> _SELECTION_
▼▼▼
11 min readDec 31, 2021

0x00: Pretext

A few days ago, I along with Kumar from AX1AL decided to try web assembly, learn a bit about it, and maybe experiment a bit like compiling C to web assembly and something similar, and maybe disassembling it and trying to understand the raw byte code generated, so as curious nerds who didn’t know much about it, we googled up and stumbled upon two really great videos which gave us an understanding of what actually Web Assembly is! Therefore the next step we thought to document this journey in form of a small blog and quickly sorted out a few contents, which we are going to try and write about in this blog. We feel we are extremely novice in this Web Assembly stuff, so if you find any issues, please let us know in the comments, would be more than happy to fix it and learn.

0x01: Contents

Getting started with Web assembly.
Understanding some basic terminologies.
Compiling WASM from C and analyzing it.
Ways to compile from Rust, Go , Typescript to WASM.
WASM to Disassembly (using a simple program)
Resources & Credits.
Author’s two cents.

0x02: Getting Started with Web Assembly

As a novice, the first step was figuring out what actually web assembly was, after going through these really awesome videos by Guy Royse & Lin Clark we decided to make a small mind map depicting what we understood in a novice manner using mind maps.
▲▲▲
> _JOBS_
[1] Decide whether each statement agrees with the WebAssembly blog excerpt, answering yes or no and quoting the words from the excerpt that settle it: (a) The authors consider themselves experienced with Web Assembly. (b) The list of contents includes compiling Rust, Go, and Typescript to WASM. (c) The videos the authors watched were made by Guy Royse and Lin Clark.
[2] Write the next few sentences of the WebAssembly blog excerpt, picking up after its final sentence.
The entries that follow have nothing to do with the WebAssembly blog excerpt.

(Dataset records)
▼▼▼
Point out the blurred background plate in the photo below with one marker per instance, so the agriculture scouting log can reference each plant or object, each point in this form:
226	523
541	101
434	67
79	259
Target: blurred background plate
▲▲▲
▼▼▼
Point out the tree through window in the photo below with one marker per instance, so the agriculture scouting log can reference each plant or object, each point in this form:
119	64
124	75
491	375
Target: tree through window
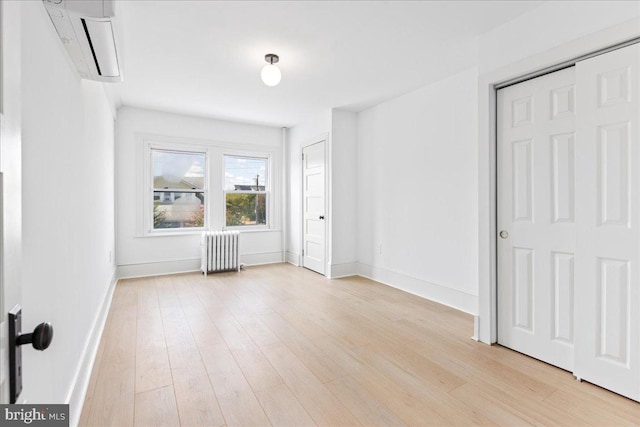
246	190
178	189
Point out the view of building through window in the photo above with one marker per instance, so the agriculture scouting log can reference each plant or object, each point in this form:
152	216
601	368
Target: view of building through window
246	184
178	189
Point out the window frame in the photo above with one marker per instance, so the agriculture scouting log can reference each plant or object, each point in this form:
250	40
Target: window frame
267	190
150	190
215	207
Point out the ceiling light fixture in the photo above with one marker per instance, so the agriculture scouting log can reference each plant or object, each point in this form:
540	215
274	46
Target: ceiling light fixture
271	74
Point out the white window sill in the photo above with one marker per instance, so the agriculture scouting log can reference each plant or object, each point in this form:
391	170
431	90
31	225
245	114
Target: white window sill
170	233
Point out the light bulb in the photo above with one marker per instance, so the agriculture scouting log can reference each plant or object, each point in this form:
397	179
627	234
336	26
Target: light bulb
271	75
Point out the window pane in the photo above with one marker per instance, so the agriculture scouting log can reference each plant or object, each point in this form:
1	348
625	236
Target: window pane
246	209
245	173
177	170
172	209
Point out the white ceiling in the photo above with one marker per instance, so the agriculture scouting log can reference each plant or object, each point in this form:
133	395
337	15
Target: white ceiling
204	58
▲▲▲
> _TASK-BY-TASK OUTPUTS_
[1]
(a) No: "We feel we are extremely novice in this Web Assembly stuff"
(b) Yes: "Ways to compile from Rust, Go , Typescript to WASM."
(c) Yes: "these really awesome videos by Guy Royse & Lin Clark"

[2]
Although, after reading a few blogs, we made this small mind map to demonstrate how web assembly works along with JavaScript which makes things faster, and compatible with existing programmers who enjoy writing programs in C/Rust. During this tenure we came up with some myths we would like to drop our two cents on:

[1] Is Web assembly really a type of assembly language which is architecture dependent?

No, unlike assembly language where we have mnemonics, and instruction set architecture which varies from one processor to another, Web assembly is designed to run compatibly on all processors’ browsers, the high level languages while we compile them to target WASM, byte code is generated not the assembly code, if you are curious about the difference about byte-code and assembly code, check this out.

[2] Do really all browsers support web assembly?

Not really, all major browsers only support running WASM files, old version based browsers do not have a support of it yet.

[3] Will Web-Assembly replace JavaScript or is WASM better than JS?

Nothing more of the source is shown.